[Recorded data]
━━━━━━

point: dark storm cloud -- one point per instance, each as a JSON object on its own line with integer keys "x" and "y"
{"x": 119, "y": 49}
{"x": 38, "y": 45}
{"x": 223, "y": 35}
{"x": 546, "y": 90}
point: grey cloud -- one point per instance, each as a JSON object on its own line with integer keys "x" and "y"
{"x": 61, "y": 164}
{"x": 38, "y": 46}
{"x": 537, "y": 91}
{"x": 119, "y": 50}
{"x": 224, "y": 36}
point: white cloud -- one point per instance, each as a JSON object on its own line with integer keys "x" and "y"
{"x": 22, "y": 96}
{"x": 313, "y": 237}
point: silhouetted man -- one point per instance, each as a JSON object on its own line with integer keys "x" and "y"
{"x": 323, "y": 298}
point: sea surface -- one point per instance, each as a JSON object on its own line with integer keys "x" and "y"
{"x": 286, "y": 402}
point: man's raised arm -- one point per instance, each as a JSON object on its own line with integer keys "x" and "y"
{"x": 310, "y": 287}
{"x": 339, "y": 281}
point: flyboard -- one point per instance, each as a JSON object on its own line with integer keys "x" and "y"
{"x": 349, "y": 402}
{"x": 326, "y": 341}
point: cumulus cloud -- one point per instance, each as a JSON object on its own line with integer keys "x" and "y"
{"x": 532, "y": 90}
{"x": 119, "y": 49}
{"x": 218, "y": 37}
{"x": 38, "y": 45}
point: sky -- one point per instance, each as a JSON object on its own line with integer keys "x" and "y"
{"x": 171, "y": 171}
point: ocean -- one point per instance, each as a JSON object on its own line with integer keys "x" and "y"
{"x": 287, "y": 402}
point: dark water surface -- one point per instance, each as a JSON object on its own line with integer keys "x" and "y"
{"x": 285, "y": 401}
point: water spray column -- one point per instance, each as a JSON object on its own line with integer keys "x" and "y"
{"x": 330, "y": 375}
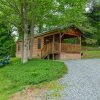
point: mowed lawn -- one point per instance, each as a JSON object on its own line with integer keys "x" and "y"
{"x": 91, "y": 52}
{"x": 16, "y": 76}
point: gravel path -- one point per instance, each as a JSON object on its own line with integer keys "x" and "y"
{"x": 82, "y": 81}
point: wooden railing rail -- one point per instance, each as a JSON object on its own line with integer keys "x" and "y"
{"x": 68, "y": 48}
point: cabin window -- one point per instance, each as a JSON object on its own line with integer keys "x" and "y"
{"x": 39, "y": 43}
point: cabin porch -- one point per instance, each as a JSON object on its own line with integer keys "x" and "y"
{"x": 55, "y": 47}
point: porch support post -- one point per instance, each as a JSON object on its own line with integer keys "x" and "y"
{"x": 60, "y": 44}
{"x": 53, "y": 45}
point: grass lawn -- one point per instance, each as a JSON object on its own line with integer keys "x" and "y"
{"x": 91, "y": 52}
{"x": 16, "y": 76}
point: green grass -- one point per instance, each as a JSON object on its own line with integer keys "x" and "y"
{"x": 91, "y": 52}
{"x": 17, "y": 76}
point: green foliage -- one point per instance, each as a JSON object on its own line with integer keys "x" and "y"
{"x": 17, "y": 75}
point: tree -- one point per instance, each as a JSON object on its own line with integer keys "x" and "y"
{"x": 94, "y": 19}
{"x": 7, "y": 44}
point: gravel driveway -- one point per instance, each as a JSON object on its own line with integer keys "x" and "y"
{"x": 82, "y": 81}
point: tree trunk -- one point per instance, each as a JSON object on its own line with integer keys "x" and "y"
{"x": 32, "y": 40}
{"x": 24, "y": 18}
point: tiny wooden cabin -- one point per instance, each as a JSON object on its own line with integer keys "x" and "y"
{"x": 51, "y": 45}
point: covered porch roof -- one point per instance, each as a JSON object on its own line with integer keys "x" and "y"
{"x": 66, "y": 32}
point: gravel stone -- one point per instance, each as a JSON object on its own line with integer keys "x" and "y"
{"x": 82, "y": 82}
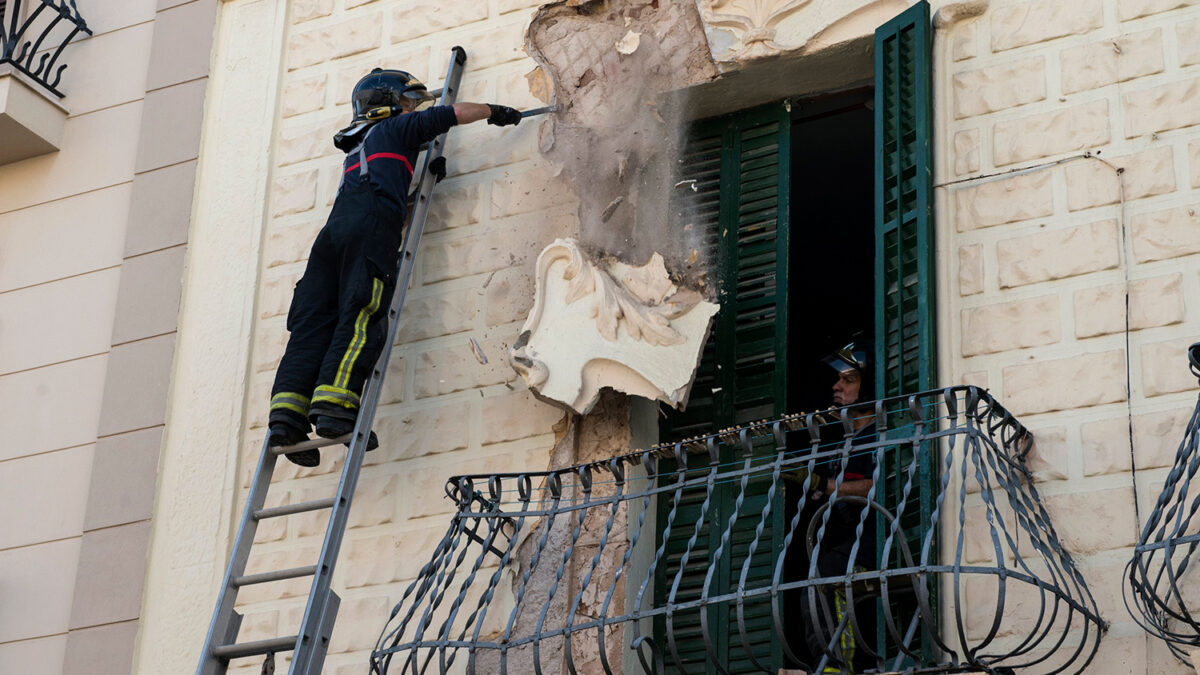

━━━━━━

### JOB:
Starting at the line that contains "point: gravel driveway" and running through the end of the records, rewrite every line, requests included, and multiply each x and y coordinate in the answers by 0.7, rounding to whole numbers with halves going up. Leave the pictures out.

### ANSWER TO THIS TASK:
point: gravel driveway -- one point per instance, each as a JSON object on its own line with integer keys "x" and "y"
{"x": 57, "y": 57}
point: tree trunk -- one point per instance, each as a JSON object on its own line with integer keys "x" and "y"
{"x": 22, "y": 28}
{"x": 17, "y": 13}
point: tiny wooden cabin -- one point per instance, each as a JSON object on its own line with integer keys "x" and "y"
{"x": 36, "y": 32}
point: covered porch roof -- one point per instance, each as a JSON object on its own line with integer keys "x" and "y"
{"x": 46, "y": 22}
point: gravel stone -- one point per instance, each as a JSON object on its own line with integer keys "x" and "y"
{"x": 57, "y": 57}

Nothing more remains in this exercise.